──────── SELECTED PASSAGE ────────

AuthorTopic: Any Fixed Income guru here?
sugar
@2004-08-20 11:32:27
Let's assume we have three bonds, each has 1 year tenor:

Bond A has 20% coupon paying annually, Bond B has 20% coupon paying semi-annually and bond C pays 20% coupon quarterly. Each is sold at par.

From investor's point of view the C's cashflow (5,5,5,105) is much better than B's (10,110) and A's (120 at the end of year). However the theory teaches us that cashflows should be discounted using the compounding with frequency equal to that of bond's coupon payments i.e. according to, say Fabozzi each bond has the YTM of 20%. That BTW is the simple evidence of the fact that all bonds are sold at par and has the same coupon rate.

So, the question is: given that there are no other instruments on the market (i.e. no spot rates, forward rates etc.) how to compare bonds having different coupon frequency. Say (X,X,X, 100+X), (Y,100+Y) and (100+Z) cashflows. Should YTMs be calculated using the N/Y compounding formula with N equal to bond's coupon frequency or N should be the same for all bonds, say semi-annual (2/Y) or equal to most frequent paying bond periodicity (4/Y in this case)? Probably continious compounfding should be used in this case?

Mahin71
@2004-08-22 17:13:15
I think you've highlighted the flaw of common approach as it does not consider the posibility of different periodicity of payments. I think you should use one discounting method (1/Y, 2/Y or 4/Y) for all the bonds however I can not say which of them exactly. Not sure about continious compounding. By the way, try to think what you will do with disount bonds.

Good luck

──────── DATA EXCERPTS ────────

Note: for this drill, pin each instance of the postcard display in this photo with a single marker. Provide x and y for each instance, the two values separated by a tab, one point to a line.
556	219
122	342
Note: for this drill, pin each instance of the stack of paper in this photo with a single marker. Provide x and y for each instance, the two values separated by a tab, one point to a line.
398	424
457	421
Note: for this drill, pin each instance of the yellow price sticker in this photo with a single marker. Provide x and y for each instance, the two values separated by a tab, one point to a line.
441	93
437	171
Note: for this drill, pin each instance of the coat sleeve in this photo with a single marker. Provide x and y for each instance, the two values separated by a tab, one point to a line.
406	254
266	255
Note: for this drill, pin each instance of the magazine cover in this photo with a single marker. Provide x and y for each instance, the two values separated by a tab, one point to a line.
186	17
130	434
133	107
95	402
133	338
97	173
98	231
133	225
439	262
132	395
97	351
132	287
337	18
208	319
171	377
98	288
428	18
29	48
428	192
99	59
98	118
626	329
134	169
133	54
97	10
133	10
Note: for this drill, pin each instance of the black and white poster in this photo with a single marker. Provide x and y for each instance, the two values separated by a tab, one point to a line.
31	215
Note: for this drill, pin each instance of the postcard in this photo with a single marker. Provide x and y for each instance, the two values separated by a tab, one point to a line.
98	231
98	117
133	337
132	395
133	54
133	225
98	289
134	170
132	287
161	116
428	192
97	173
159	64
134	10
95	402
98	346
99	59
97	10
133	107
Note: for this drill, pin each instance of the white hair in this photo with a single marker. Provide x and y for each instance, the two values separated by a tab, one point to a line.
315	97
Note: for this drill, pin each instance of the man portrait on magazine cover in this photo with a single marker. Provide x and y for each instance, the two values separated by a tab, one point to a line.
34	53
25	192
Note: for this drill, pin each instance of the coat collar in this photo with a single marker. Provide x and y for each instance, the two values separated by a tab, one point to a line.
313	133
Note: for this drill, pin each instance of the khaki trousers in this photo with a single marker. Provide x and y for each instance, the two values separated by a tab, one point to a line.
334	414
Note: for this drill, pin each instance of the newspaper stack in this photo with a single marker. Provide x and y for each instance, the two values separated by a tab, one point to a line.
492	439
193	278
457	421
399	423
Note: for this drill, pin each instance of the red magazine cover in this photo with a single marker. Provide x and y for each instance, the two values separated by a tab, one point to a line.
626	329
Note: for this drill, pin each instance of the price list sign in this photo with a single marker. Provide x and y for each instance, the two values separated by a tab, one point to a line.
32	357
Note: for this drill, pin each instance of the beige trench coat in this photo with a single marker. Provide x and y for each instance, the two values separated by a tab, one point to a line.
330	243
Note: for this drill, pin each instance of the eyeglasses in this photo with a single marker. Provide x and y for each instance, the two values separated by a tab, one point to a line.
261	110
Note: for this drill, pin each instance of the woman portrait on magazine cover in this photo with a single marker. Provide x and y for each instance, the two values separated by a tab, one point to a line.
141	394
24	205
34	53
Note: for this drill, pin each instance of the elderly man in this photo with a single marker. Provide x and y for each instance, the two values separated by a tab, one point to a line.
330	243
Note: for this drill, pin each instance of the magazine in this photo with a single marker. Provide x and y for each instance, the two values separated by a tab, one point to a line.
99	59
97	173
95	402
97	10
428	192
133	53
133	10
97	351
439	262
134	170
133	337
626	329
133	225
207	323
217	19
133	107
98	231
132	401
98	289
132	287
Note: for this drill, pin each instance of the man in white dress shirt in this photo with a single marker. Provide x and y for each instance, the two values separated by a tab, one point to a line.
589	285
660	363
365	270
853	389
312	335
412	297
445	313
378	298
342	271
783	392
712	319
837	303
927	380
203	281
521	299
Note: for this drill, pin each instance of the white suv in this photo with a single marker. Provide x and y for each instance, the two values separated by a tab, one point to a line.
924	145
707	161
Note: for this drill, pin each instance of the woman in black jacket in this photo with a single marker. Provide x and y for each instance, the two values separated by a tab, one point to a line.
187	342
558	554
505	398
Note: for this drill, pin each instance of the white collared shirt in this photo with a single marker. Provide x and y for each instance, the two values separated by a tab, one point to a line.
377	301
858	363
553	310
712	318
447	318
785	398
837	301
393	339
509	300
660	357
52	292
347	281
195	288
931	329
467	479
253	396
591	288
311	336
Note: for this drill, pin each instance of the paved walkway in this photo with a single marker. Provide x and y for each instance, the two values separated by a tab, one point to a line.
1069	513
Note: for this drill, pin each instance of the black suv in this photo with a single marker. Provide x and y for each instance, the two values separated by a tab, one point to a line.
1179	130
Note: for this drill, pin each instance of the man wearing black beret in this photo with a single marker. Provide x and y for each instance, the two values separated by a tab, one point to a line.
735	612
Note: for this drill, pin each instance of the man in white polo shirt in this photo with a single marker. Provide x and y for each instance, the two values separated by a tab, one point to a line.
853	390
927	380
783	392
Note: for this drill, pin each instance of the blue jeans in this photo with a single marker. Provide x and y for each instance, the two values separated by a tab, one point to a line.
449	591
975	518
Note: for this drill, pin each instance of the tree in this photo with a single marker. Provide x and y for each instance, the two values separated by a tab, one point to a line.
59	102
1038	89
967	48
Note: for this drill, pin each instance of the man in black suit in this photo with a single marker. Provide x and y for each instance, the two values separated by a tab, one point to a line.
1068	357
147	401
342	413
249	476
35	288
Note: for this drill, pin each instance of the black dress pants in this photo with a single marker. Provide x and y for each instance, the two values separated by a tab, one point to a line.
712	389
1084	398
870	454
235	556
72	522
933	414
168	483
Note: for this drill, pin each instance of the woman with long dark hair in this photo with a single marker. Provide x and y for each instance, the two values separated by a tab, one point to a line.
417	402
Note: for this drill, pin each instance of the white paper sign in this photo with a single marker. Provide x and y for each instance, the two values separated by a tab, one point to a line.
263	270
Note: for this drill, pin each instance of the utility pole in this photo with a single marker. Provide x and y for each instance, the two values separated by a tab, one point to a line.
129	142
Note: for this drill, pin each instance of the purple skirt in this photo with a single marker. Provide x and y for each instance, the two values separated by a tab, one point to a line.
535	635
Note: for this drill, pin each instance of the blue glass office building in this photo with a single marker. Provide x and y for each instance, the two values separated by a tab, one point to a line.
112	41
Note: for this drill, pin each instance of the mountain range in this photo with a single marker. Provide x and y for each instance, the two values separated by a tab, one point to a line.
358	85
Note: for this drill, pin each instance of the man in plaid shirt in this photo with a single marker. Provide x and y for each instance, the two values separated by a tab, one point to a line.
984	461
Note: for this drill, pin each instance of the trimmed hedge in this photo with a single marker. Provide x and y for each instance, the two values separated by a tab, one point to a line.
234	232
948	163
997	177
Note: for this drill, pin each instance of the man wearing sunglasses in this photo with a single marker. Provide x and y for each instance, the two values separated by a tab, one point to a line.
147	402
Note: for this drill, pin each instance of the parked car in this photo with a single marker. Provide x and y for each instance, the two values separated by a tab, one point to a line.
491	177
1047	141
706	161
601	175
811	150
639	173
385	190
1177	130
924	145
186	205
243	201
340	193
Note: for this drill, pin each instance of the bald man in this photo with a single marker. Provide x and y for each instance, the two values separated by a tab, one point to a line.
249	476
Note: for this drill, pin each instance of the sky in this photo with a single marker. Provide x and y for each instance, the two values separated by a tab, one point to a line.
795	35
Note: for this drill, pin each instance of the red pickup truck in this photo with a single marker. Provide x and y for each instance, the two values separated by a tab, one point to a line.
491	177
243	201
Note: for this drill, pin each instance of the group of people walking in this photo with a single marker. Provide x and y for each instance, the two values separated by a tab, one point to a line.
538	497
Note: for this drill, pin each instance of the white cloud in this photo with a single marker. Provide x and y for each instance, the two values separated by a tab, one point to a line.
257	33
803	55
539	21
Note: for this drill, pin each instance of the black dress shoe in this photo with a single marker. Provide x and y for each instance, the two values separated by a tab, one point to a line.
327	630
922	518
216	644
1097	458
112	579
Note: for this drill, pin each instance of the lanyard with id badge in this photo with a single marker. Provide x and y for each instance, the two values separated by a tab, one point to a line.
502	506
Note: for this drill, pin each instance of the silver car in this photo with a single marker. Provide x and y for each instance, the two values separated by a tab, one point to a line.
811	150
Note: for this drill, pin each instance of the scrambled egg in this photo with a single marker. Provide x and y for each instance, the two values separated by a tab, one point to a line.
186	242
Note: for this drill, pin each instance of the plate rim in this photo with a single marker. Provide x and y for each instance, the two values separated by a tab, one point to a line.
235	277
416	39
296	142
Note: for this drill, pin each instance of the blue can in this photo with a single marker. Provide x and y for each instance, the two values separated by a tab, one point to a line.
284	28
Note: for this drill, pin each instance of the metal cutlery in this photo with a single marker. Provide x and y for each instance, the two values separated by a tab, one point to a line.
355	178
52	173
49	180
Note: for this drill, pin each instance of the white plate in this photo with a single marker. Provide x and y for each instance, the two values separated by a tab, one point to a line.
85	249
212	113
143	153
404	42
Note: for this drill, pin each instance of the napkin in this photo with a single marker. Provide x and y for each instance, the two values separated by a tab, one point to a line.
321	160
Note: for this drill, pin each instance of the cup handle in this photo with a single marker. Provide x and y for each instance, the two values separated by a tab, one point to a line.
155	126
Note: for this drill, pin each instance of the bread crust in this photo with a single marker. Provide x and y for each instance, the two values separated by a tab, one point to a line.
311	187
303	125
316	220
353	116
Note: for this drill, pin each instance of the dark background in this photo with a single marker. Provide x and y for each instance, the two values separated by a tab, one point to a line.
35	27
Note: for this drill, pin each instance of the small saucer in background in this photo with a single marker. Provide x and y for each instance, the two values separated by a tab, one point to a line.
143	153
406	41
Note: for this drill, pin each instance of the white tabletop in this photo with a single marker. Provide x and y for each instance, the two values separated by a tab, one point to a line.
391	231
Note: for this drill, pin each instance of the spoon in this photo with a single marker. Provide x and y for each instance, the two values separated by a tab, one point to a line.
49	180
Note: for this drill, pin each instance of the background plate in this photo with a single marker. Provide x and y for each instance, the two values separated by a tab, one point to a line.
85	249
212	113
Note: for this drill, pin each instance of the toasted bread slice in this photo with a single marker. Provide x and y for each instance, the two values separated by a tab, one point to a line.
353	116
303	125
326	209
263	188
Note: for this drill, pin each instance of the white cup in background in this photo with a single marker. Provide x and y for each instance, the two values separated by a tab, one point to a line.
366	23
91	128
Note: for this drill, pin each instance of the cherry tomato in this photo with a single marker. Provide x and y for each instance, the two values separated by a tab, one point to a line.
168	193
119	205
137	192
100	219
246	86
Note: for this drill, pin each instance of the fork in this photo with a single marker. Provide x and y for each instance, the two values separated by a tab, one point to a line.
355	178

────────

TASK:
Answer these from the bond coupon thread:
(a) How often does Bond B pay its coupon?
(b) What yield to maturity does the first post say each bond has, according to Fabozzi?
(c) What kind of bonds does the reply tell the first poster to think about?

RESPONSE TO THIS EXERCISE:
(a) Semi-annually
(b) 20%
(c) Discount bonds